__Requirement__
Copy out the entries below precisely; nothing is to be omitted.

__Data extract__
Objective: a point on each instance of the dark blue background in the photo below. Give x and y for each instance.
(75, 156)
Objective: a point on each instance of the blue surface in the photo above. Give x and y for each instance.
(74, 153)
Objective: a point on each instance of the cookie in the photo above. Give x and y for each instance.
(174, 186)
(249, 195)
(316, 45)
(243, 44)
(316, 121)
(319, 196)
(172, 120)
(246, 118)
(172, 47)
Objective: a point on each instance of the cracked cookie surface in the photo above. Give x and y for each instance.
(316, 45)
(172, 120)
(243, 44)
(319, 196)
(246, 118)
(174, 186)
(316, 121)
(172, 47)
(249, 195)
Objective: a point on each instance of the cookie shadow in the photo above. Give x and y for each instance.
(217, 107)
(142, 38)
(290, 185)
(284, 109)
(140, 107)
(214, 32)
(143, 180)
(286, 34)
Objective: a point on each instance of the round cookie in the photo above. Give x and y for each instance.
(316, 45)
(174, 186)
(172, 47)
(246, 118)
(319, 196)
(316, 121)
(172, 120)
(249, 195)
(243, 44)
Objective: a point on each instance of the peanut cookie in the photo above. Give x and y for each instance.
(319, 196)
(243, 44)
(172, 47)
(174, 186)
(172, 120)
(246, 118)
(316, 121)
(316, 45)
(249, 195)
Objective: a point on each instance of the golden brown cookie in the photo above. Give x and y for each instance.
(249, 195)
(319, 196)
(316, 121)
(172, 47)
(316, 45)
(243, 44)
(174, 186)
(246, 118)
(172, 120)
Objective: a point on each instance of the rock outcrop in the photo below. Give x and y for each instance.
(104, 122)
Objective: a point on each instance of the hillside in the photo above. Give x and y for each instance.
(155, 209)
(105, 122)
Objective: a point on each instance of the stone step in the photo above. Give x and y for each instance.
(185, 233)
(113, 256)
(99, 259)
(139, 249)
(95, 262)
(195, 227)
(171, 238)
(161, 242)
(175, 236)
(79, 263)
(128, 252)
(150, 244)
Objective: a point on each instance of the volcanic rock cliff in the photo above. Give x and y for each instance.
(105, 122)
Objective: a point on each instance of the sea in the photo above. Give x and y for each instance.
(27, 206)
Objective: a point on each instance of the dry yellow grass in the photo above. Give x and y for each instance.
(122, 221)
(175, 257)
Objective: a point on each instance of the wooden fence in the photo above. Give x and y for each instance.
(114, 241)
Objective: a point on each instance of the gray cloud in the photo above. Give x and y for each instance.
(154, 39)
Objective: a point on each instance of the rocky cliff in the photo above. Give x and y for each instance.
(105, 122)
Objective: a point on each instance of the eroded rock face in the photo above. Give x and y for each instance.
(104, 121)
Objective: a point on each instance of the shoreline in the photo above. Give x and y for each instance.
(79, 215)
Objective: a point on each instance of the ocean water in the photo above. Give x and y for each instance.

__Response__
Objective: a point on each instance of the dark blue background in the photo below. Give x and y for each instance.
(75, 156)
Objective: a point on each instance of the blue surface in the photo above. Give x and y for each instance.
(74, 153)
Objective: a point on each instance of the cookie in the photo above. Give x and y for each instance.
(174, 186)
(249, 195)
(316, 45)
(243, 44)
(316, 121)
(319, 196)
(172, 120)
(246, 118)
(172, 47)
Objective: a point on each instance of the cracked cookie surface in the photo above. Give x and y for each instance.
(316, 45)
(172, 120)
(243, 44)
(319, 196)
(246, 118)
(174, 186)
(316, 121)
(172, 47)
(249, 195)
Objective: a point on each instance of the cookie shadow in the photo above. Give x and y for each instance.
(217, 107)
(142, 38)
(290, 185)
(284, 109)
(140, 107)
(214, 32)
(143, 180)
(286, 34)
Objective: a point on each instance of the round cookie in the photo above. Give x and y for each instance.
(316, 45)
(174, 186)
(172, 47)
(246, 118)
(319, 196)
(316, 121)
(172, 120)
(249, 195)
(243, 44)
Objective: a point on each instance of the peanut cookie in the photo above. Give x and y for each instance.
(319, 196)
(243, 44)
(172, 47)
(174, 186)
(172, 120)
(246, 118)
(316, 121)
(316, 45)
(249, 195)
Objective: a point on each instance of the golden brown cookie in the photo above. Give x and y for each instance.
(249, 195)
(319, 196)
(316, 121)
(172, 47)
(316, 45)
(243, 44)
(174, 186)
(246, 118)
(172, 120)
Objective: a point on each instance of the rock outcrop in the photo below. Give x and y for each instance.
(104, 122)
Objective: a point on each instance of the hillside in the photo above. Give x and y for each instance.
(155, 209)
(105, 122)
Objective: a point on each instance of the stone step in the photo above. Give x and y for each instance.
(185, 233)
(113, 256)
(99, 259)
(139, 249)
(95, 262)
(195, 227)
(171, 238)
(161, 242)
(175, 236)
(79, 263)
(128, 252)
(150, 244)
Objective: a point on each instance of the volcanic rock cliff in the photo above. Give x and y for each instance.
(105, 122)
Objective: a point on each instance of the sea in the photo above. Give x and y for each instance.
(27, 206)
Objective: a point on each instance of the dry yellow grass in the photo above. Give x and y for each instance.
(122, 221)
(175, 257)
Objective: a point on each instance of the wooden fence in the photo above. Give x and y for each instance.
(114, 241)
Objective: a point on each instance of the gray cloud in the photo above. Give x and y for each instance.
(154, 39)
Objective: a point on each instance of the rocky cliff in the photo above. Give x and y for each instance.
(105, 122)
Objective: a point on each instance of the eroded rock face in the photo above. Give x and y for each instance.
(104, 121)
Objective: a point on each instance of the shoreline in the photo above. Give x and y for each instance.
(79, 215)
Objective: a point on each instance of the ocean water in the photo above. Give x and y for each instance.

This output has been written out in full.